#### Directions:
List every line of the material below that contains the string "chimney".

——

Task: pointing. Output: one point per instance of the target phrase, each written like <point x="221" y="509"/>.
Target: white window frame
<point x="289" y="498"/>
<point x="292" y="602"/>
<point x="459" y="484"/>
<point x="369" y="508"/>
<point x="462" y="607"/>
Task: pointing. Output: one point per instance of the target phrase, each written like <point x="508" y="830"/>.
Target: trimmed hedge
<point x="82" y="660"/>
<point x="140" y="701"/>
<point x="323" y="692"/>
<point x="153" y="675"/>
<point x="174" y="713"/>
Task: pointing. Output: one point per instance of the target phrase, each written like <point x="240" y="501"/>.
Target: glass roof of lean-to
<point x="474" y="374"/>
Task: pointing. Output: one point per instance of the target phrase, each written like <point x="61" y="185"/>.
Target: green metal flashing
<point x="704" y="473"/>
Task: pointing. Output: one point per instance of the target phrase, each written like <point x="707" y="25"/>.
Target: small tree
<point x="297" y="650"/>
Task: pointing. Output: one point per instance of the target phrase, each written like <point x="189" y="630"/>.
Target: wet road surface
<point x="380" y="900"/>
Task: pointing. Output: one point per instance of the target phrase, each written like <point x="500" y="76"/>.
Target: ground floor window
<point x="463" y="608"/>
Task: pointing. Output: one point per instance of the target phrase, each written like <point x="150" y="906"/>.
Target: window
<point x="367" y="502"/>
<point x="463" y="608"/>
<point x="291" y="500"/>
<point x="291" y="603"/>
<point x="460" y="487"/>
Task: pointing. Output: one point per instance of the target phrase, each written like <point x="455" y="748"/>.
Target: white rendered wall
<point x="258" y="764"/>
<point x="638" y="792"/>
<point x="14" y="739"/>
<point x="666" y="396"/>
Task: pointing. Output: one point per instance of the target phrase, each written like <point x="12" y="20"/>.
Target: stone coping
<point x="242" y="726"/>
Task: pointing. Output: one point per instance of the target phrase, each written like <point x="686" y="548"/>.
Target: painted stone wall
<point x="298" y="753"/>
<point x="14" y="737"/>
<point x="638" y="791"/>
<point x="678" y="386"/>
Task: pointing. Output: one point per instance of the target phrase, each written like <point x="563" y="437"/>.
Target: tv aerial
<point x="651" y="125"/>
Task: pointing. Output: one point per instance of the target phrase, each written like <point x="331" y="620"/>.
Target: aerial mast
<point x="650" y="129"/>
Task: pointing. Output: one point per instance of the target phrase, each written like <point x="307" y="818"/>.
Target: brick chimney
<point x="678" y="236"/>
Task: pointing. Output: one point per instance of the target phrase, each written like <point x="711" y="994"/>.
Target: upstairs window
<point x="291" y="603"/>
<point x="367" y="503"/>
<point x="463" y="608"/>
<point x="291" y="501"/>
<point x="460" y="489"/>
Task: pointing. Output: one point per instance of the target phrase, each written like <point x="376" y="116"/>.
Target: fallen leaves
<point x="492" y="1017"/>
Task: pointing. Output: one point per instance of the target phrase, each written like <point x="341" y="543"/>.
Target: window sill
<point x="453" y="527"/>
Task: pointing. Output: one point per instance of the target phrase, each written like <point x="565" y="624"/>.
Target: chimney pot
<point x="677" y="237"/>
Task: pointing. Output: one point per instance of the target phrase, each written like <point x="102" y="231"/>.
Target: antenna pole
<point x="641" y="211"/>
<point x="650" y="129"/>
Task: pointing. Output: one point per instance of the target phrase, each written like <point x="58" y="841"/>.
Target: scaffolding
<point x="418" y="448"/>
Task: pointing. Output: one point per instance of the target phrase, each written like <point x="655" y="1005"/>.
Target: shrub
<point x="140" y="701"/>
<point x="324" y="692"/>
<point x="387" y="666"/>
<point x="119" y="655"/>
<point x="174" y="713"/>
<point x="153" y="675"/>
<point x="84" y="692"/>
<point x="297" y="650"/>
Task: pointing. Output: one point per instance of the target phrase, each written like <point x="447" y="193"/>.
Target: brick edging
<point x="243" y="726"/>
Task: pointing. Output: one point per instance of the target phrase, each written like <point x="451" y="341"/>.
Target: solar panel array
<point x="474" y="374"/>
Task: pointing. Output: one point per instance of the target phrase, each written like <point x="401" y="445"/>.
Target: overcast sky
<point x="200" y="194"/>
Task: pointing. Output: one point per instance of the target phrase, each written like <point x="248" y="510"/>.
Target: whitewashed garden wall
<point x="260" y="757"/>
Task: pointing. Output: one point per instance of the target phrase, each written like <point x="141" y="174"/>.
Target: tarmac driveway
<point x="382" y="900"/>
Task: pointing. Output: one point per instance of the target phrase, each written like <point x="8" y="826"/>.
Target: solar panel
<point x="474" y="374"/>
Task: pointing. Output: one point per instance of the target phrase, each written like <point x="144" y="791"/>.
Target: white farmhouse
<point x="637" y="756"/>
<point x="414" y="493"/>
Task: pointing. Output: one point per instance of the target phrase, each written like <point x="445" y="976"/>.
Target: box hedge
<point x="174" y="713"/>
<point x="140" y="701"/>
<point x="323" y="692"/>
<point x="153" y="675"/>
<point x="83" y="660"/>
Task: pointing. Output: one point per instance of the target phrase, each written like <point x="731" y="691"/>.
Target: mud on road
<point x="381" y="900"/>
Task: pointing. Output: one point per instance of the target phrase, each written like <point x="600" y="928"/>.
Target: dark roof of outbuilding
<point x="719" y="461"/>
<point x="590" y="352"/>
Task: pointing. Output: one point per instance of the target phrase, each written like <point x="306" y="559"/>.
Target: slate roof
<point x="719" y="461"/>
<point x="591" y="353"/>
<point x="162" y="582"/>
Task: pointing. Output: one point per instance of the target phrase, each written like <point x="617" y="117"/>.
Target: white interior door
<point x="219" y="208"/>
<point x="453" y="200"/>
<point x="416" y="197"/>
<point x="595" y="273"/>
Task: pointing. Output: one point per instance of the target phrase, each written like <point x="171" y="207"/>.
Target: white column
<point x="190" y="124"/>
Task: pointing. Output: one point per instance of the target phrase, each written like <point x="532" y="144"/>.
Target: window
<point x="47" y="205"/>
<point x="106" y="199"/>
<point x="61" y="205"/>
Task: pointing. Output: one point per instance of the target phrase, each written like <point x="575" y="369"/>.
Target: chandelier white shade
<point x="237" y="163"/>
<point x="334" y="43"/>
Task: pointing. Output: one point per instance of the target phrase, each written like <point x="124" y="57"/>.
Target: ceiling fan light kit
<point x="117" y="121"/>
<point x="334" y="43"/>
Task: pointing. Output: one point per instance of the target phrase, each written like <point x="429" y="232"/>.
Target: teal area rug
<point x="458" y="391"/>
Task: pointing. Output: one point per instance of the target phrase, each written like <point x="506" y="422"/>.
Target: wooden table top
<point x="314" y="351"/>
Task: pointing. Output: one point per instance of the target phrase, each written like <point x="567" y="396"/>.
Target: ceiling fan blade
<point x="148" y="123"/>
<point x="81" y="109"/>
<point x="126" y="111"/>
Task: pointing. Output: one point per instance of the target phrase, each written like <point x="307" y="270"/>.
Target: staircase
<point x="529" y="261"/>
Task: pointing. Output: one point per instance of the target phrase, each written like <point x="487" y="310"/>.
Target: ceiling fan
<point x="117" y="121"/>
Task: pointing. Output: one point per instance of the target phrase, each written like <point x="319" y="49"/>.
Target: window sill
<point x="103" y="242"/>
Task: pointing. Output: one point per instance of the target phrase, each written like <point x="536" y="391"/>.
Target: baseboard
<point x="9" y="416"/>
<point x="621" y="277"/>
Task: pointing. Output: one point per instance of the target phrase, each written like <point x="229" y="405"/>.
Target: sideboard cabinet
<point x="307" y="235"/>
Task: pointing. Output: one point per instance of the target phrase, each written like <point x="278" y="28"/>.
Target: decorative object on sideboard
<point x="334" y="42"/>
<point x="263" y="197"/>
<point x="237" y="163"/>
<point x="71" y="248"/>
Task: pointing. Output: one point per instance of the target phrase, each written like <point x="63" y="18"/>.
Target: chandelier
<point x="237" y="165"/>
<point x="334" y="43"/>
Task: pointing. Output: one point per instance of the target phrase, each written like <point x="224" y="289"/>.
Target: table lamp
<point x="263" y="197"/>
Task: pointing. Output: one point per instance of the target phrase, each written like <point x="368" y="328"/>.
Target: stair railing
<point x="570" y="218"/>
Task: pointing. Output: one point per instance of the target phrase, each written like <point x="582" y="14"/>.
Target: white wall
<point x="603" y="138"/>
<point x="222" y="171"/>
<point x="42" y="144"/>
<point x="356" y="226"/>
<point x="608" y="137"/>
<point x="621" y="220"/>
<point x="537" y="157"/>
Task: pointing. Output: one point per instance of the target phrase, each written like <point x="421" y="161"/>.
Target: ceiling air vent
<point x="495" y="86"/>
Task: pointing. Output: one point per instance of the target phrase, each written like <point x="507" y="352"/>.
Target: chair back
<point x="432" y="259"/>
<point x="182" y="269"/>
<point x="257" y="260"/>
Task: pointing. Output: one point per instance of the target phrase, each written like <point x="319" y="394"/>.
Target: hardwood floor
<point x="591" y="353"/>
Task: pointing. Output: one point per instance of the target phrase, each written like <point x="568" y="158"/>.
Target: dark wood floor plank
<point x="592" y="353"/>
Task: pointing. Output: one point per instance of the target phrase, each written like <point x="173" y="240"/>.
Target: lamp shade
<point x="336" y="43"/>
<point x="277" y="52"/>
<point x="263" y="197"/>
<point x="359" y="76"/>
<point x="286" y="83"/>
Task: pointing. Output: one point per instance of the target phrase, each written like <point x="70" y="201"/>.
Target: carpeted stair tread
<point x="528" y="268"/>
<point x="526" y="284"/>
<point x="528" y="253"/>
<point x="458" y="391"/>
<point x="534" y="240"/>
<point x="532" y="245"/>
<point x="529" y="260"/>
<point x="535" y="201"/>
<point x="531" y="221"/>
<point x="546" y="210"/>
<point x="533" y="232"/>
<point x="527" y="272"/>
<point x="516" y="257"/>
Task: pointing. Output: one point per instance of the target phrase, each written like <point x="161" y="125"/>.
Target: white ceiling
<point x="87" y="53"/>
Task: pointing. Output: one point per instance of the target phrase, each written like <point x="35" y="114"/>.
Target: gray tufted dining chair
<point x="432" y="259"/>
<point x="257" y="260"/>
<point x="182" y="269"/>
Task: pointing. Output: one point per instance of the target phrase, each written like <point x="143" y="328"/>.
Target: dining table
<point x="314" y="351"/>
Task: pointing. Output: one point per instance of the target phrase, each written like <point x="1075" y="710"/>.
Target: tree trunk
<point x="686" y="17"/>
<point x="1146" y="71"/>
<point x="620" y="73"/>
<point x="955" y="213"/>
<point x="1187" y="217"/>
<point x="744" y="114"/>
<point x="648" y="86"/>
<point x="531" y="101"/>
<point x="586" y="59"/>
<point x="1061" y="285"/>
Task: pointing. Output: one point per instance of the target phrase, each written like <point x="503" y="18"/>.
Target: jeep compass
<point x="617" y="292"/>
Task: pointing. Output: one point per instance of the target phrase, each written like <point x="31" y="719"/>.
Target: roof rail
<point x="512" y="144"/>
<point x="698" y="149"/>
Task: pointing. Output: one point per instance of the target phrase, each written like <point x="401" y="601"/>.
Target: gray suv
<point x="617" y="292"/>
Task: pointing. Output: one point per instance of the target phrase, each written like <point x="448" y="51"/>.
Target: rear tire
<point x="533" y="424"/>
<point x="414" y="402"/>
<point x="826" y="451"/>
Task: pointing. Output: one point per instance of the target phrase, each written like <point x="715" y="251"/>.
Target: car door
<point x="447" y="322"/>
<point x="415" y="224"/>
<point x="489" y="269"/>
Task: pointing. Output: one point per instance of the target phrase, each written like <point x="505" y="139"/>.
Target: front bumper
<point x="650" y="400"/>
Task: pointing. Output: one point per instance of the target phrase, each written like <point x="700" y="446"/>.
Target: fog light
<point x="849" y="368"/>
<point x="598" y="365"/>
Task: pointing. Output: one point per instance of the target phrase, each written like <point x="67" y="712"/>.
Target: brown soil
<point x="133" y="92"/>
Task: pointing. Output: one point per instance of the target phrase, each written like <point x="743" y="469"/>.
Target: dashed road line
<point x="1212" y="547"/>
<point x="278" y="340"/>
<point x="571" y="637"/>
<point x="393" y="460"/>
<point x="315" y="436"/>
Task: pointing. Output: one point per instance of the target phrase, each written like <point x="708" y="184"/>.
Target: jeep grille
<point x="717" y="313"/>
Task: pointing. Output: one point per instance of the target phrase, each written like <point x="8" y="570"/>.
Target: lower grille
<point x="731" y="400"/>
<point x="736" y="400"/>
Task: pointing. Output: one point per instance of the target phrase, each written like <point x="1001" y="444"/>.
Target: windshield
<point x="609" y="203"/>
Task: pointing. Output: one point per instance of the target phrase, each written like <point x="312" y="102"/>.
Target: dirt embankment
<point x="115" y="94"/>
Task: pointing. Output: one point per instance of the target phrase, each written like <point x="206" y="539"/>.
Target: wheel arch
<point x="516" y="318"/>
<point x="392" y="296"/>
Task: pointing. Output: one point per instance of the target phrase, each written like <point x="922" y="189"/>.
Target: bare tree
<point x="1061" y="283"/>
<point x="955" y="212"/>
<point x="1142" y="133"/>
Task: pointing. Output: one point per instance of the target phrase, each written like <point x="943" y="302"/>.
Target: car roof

——

#### Answer for the task:
Target: brick chimney
Target: chimney pot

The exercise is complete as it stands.